Nun sind die Arbeiten abgeschlossen, der Feldroboter ist auf einem eigens dafür gebauten Wagen auf dem Betrieb von Daniel Vetterli stationiert. Er wird im Juli nochmals zum Einsatz kommen, wenn  Bio-Winterzwiebeln gesät werden.

Auf dem Zuckerrübenacker führt David Vetterli aus: «Wir haben dreimal innerhalb der Reihe gehackt und einmal zwischen den Reihen.» Zusätzlich waren um die 40 Handarbeitsstunden pro ha fürs Jäten nötig. Das Hauptproblem war der hohe Materialverschleiss. «Wegen der Bodenbeschaffenheit – wir haben hier schwere Böden – und der Hangneigung ist der Roboter an seine Grenzen gekommen», erklärt David Vetterli. Zwei Radantriebs- und drei Hackmotoren gingen kaputt. Weil das Ersatzmaterial aus Dänemark auf sich warten liess, waren die Arbeiten blockiert und konnten nicht rechtzeitig ausgeführt werden, was zu einem Mehraufwand beim Handjäten führte.

Jätstunden gering reduziert

Im Vergleich zum betriebsüblichen Verfahren, Hacken mit Geräteträger und Striegeln, konnte Daniel Vetterli mit Helga zehn bis zwölf Jätstunden einsparen. Das ist noch nicht zufriedenstellend, denn das Hauptziel des autonomen Rotors ist, die Jätstunden in den Biozuckerrüben zu reduzieren. «Wenn wir die Handarbeitsstunden in den Zuckerrüben von 100 auf ca. 50 Stunden pro Hektare senken könnten, wäre ich zufrieden», sagt Daniel Vetterli. «Es wäre illusorisch zu glauben, dass man mit dem Roboter die Handarbeitsstunden auf null bringt.»

David Vetterli merkt an, dass dies erst die zweite Generation des Roboters in Serienreife ist. Er stand im ständigen Austausch mit dem Team in Dänemark. «Allein in diesen zwei Monaten, in denen Helga im Einsatz war, ist sehr viel bei der Software gegangen.» David und Daniel Vetterli sind zuversichtlich, dass nächstes Jahr mehr Handarbeitsstunden eingespart werden können.

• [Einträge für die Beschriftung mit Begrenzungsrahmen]
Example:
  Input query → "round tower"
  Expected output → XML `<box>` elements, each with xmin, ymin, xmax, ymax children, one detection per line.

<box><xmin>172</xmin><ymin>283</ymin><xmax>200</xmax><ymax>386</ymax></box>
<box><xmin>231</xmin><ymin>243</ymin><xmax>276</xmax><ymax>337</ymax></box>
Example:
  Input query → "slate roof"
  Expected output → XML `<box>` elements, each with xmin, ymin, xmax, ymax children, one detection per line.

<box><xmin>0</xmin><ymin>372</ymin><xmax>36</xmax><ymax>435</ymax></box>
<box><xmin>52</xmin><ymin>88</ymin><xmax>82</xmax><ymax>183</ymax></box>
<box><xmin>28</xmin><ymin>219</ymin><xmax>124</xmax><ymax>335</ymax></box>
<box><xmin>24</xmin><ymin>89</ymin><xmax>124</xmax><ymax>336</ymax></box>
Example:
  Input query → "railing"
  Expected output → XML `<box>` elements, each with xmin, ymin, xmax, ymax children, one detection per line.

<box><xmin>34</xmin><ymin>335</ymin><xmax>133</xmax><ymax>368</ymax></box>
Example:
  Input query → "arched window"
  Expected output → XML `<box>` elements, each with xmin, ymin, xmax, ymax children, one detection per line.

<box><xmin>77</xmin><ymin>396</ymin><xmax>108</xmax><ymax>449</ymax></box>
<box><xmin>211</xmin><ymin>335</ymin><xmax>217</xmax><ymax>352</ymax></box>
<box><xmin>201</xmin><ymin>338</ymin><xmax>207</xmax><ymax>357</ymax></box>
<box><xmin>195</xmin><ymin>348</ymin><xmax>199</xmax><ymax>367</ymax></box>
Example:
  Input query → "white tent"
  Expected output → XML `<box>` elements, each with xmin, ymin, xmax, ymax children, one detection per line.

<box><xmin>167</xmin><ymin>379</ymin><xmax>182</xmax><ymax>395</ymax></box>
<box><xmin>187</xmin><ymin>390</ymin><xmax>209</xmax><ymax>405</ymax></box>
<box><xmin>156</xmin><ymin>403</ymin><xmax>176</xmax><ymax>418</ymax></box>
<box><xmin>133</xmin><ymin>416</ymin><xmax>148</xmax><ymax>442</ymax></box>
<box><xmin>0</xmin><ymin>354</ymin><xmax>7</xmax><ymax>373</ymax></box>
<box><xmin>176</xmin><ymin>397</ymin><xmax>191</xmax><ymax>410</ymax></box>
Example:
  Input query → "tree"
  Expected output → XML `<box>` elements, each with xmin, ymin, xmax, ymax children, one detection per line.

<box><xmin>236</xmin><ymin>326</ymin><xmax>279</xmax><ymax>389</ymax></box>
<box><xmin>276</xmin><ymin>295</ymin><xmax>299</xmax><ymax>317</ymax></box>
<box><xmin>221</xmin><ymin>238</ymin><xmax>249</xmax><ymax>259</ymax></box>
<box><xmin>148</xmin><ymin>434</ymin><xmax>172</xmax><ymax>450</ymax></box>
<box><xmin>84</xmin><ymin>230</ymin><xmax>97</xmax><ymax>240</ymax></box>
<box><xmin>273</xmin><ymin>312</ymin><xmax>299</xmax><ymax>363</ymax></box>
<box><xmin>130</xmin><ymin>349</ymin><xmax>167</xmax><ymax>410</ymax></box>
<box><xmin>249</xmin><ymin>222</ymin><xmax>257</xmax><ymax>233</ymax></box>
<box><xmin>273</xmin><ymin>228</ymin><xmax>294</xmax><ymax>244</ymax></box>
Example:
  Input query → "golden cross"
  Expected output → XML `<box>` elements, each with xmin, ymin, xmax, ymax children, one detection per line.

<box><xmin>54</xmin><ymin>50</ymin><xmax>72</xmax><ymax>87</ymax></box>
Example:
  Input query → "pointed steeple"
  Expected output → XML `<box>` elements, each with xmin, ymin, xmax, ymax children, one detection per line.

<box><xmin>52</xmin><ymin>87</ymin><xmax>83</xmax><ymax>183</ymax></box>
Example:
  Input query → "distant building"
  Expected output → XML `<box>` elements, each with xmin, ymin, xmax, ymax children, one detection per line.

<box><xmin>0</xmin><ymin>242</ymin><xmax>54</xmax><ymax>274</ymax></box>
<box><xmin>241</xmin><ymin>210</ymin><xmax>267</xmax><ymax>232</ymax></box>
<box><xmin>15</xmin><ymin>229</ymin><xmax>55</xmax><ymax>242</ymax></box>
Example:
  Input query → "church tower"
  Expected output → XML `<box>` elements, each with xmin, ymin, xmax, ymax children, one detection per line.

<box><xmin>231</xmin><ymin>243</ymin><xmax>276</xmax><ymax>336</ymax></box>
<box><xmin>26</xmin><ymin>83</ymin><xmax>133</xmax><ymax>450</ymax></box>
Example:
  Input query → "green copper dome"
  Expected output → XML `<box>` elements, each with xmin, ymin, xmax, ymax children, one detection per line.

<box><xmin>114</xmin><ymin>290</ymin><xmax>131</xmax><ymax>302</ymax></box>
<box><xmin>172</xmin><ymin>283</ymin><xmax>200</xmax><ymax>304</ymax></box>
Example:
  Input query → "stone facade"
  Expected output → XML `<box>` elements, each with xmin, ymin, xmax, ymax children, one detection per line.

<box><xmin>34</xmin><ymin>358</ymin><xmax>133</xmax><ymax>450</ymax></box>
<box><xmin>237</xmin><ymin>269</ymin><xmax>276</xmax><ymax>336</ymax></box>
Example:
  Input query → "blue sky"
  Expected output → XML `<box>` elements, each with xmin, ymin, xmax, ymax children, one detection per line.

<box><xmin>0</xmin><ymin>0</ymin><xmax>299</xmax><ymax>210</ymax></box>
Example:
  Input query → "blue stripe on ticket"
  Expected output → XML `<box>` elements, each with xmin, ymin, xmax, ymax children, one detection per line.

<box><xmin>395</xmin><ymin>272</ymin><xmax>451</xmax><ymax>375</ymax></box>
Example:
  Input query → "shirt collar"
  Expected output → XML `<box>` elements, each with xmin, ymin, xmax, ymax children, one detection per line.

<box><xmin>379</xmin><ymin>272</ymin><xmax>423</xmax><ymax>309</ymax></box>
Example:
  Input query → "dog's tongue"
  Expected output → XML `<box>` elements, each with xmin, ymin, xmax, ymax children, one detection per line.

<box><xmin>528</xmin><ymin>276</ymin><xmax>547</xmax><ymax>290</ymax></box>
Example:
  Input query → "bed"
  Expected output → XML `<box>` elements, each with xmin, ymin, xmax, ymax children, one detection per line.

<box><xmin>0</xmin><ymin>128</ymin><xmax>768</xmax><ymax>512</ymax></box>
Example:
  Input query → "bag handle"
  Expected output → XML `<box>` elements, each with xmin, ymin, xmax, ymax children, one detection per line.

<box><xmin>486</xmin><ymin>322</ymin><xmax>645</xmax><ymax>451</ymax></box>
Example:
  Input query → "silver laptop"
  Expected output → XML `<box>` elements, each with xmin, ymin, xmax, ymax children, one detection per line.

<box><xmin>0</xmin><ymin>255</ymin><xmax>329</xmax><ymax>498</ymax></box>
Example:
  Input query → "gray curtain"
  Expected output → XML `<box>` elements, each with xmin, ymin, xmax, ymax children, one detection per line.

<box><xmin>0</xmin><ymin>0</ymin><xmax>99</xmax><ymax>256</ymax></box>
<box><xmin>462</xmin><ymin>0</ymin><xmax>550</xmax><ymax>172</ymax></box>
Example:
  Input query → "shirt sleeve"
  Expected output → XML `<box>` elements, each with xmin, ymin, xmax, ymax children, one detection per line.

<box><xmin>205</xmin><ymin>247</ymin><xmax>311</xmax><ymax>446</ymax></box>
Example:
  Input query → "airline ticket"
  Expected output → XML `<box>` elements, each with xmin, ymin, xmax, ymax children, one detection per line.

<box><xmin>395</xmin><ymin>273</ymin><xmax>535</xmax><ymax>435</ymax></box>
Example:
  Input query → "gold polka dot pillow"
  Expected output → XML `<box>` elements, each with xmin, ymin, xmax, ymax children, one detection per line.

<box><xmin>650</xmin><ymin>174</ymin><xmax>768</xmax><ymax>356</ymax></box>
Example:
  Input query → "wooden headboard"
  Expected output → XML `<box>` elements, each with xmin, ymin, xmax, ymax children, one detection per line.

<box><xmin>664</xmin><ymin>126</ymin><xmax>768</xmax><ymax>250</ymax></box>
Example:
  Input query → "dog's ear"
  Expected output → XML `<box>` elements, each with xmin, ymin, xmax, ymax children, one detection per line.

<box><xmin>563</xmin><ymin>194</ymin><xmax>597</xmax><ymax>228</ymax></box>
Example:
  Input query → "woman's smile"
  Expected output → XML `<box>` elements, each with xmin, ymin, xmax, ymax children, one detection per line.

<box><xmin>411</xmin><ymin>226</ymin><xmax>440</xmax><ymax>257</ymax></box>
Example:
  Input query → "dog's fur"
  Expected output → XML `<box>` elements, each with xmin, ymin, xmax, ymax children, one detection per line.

• [AUFGABE 1]
Beantworte anhand des Textes über den Feldroboter Helga die folgenden Fragen und kennzeichne deine Antworten ebenfalls mit (a), (b) und (c).
(a) Wann und wofür wird der Feldroboter nochmals eingesetzt?
(b) Welche Motoren gingen kaputt, und wie viele jeweils?
(c) Wie viele Jätstunden konnte Daniel Vetterli mit Helga im Vergleich zum betriebsüblichen Verfahren einsparen?
• [AUFGABE 2]
Prüfe, ob die folgenden Aussagen mit dem Text über den Feldroboter Helga übereinstimmen. Antworte zu (a), (b) und (c) jeweils mit Ja oder Nein und zitiere die entscheidende Stelle des Textes wörtlich.
(a) Das Ersatzmaterial für den Roboter kam aus Dänemark.
(b) Daniel Vetterli hält es für möglich, die Handarbeitsstunden mit dem Roboter auf null zu senken.
(c) Auf dem Zuckerrübenacker wurde zweimal zwischen den Reihen gehackt.
• [AUFGABE 3] Setze den Text über den Feldroboter Helga im Anschluss an seinen letzten Satz fort.

• [AUSGABE 1]
(a) Im Juli, wenn Bio-Winterzwiebeln gesät werden.
(b) Zwei Radantriebsmotoren und drei Hackmotoren.
(c) Zehn bis zwölf Jätstunden.

• [AUSGABE 2]
(a) Ja: «Weil das Ersatzmaterial aus Dänemark auf sich warten liess»
(b) Nein: «Es wäre illusorisch zu glauben, dass man mit dem Roboter die Handarbeitsstunden auf null bringt.»
(c) Nein: «Wir haben dreimal innerhalb der Reihe gehackt und einmal zwischen den Reihen.»

• [AUSGABE 3]
Das FiBL zieht eine positive Bilanz

Sehr zufrieden mit den Leistungen des Farmdroid-Roboters ist man beim FiBL. Hansueli Dierauer,  Leiter Anbautechnik Ackerkulturen, sagt: «Im Gegensatz zu den existierenden Robotern bringt er wirklich einen Fortschritt für den Biolandbau, denn er greift in die Reihe ein, wo das Hauptproblem bei den Rüben liegt.» Bei Robotern mit Bilderkennung sei es zwar möglich, selektiv und gezielt Sprühstösse abzugeben und damit den Herbizideinsatz zu reduzieren. «Für uns ist das aber keine Lösung», stellt Dierauer klar. «Es braucht eine teure Software. Die Unkräuter müssen in allen Farben und Formen erkennbar sein. Die Kamera muss zwischen Unkraut und Kulturpflanze unterscheiden können, was ziemlich schwierig ist.»

Natürlich habe der Roboter noch Verbesserungspotenzial, räumt Dierauer ein: «Er schwächelt etwas an Hanglagen, auch das Material ist teilweise nicht sehr stabil.» Sobald der Antrieb aber stärker gemacht werde und die Teile robuster sind, nehme auch das Gesamtgewicht zu, was wiederum grössere Batterien benötige und schlussendlich mehr koste.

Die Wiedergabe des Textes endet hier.